[Instruções de trabalho]:
[1] Imprima, sem alterações, o trecho da matéria sobre a foto do eclipse entre "A cena foi publicada" e "(veja mais abaixo).", inclusive.
[2] Prossiga a matéria sobre a foto do eclipse a partir da última frase apresentada.

[Trecho citado]:
┄┄┄┄┄┄
Bastidores da foto que quebrou o algoritmo e + aventuras

24.10.23

Em uma janela de 5 segundos, uma nuvem estacionada no céu poderia significar o mundo. Ou o fim dele, para dar a carga emocional equivalente ao tamanho do projeto. Bastaria isso para que um trabalho de meses de dedicação fosse desperdiçado. Essa era a pressão que havia sobre o fotógrafo paulista Marcelo Maragni, autor da agora célebre imagem que traz a silhueta do surfista Ítalo Ferreira diante do “anel de fogo gerado pelo eclipse solar, no dia 14.

A cena foi publicada por Ítalo em seu perfil no Instagram e também pela Red Bull, empresa para quem Marcelo trabalha há 17 anos. A foto tem mais de 921 mil curtidas e supera 13 mil comentários. Neste final de semana, o projeto teve um vídeo publicado no YouTube, no canal do surfista, mostrando mais detalhes de como o trabalho foi feito (veja mais abaixo).

A ideia da foto é de Maragni, arquiteto de formação e fotógrafo profissional desde 1999. Em meados do ano passado, ele já estava com o projeto desenhado na cabeça. Precisava apenas apresentá-lo para a Red Bull, para quem já fez fotos de momentos espetaculares no esporte. A marca poderia não topar. Afinal, a tal nuvem poderia aparecer e estragar tudo. Mas a Red Bull aceitou a aventura no primeiro momento. E a história se fez.

Não foi a primeira vez que o fotógrafo levou para a marca um projeto mirabolante. Em novembro de 2019, Maragni propôs uma façanha: levar Sandro Dias para fazer manobras de skate no alto da estrutura da ponte Estaiadinha, na capital paulista. A ousada ação foi realizada pela Red Bull com foco na Virada Esportiva daquele ano. A marca apareceu plenamente no projeto e na mídia.

Outra ideia de Maragni foi o “Surfing lights”, projeto que consistiu no uso de leds e flashes instalados nas pranchas dos surfistas Adriano de Souza, o Mineirinho, e Pedro Scooby. Em março de 2017, eles surfaram numa piscina de ondas artificiais em Abu Dhabi, numa sessão especial noturna. O fotógrafo utilizou técnicas de longa exposição para capturar momentos que ficaram marcados por luzes e cores. Nas manobras registradas pelas fotos pouco se vê a marca presente nas pranchas.

No caso da foto do eclipse solar não haveria marca alguma aparecendo na cena. Se tudo desse certo, o que se poderia ver seria a silhueta de Ítalo no “anel de fogo”, carregando sua prancha. Tudo deu realmente certo, apesar da agonia provocada em Maragni por nuvens que surgiram no céu na véspera do dia do eclipse. Elas tiraram o sono do fotógrafo.
┄┄┄┄┄┄
[Entradas fornecidas]:

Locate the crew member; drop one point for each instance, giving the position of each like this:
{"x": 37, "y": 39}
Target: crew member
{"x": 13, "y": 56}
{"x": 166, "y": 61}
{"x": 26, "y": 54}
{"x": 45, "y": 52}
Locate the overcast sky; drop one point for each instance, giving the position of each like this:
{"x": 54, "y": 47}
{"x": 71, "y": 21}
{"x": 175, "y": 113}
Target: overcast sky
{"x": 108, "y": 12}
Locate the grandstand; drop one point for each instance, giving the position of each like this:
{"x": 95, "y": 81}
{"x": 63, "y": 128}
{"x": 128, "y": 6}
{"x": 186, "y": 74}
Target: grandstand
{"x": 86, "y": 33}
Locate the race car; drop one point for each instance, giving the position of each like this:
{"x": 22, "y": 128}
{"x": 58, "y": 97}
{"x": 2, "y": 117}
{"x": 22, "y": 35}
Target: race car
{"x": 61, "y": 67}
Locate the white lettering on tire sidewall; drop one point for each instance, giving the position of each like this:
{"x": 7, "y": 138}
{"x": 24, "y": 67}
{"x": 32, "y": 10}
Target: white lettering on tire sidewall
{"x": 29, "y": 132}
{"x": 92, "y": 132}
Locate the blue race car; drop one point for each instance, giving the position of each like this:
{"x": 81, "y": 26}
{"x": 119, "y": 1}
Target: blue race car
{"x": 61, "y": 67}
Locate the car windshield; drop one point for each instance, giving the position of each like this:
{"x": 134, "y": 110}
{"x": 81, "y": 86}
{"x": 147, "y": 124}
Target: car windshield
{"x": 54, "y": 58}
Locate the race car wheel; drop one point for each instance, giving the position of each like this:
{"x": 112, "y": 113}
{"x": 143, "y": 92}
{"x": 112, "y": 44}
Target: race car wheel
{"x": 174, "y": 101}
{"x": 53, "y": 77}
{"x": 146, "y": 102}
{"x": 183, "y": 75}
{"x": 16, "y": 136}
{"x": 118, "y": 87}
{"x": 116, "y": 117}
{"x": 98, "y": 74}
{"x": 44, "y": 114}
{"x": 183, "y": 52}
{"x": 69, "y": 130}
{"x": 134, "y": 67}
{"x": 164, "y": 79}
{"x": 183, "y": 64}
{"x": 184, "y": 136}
┄┄┄┄┄┄
[Resultados]:
[1]
A cena foi publicada por Ítalo em seu perfil no Instagram e também pela Red Bull, empresa para quem Marcelo trabalha há 17 anos. A foto tem mais de 921 mil curtidas e supera 13 mil comentários. Neste final de semana, o projeto teve um vídeo publicado no YouTube, no canal do surfista, mostrando mais detalhes de como o trabalho foi feito (veja mais abaixo).

[2]
O fenômeno pode ser testemunhado com perfeição na cidade do campeão olímpico de surfe: Baía Formosa (RN). Que o eclipse solar anular (quando a lua nova fica alinhada entre o sol e a Terra, fazendo surgir o "anel de fogo") poderia ser visto desse modo na região, isso já era conhecido. Mas, para concretizar o que tinha elaborado na mente, Maragni teve de fazer muitos estudos e testes, como ele explica na entrevista que deu ao Clubeonline.

O projeto aconteceu também porque teve apoio de mais duas marcas: Canon e Ford – a montadora já patrocina o atleta. Elas e a Red Bull ajudaram a transformar o que era uma ideia em uma fotografia que foi replicada na mídia social e repercutiu mundo afora.

A Red Bull busca muito a mídia espontânea. Mesmo antes de existir rede social, o conceito já era esse. Não investimos um real em mídia para divulgar a foto. E não tem nenhuma marca na foto. Talvez ela tenha ganhado essa proporção gigantesca justamente por isso. Mas as pessoas associaram à Red Bull, que publicou primeiro”, contou o fotógrafo, destacando que Canon e Ford também ganharam os louros.

Na viralização da imagem, um ponto chamou a atenção de Maragni. Atualmente, nas redes sociais, o que o algoritmo está recomendando mais para as pessoas são os vídeos, em especial os curtos – vide Reels e Stories. “O algoritmo não ‘manda’ você botar foto, e sim vídeo. Foi legal quebrar isso”, afirmou.

A repercussão da imagem mostrou para ele que há espaço ainda para a fotografia. E, no caso, para a que não inclui efeitos na edição. Ou para a que é criada por “inteligência natural”, como declarou. Teve quem pensasse, no início, que a foto do "anel de fogo" poderia ser IA. Mas o que houve mesmo foi muito trabalho antes da realização do projeto.

Acredito que o lugar da fotografia está na verdade. Na IA você faz qualquer coisa. Nós fizemos a foto e mostramos como fizemos a foto”, salientou, apontando que nada foi colocado na imagem que não estivesse lá. Naturalmente lá. Para ele, a autenticidade e a transparência do projeto trouxeram mais notoriedade para o trabalho.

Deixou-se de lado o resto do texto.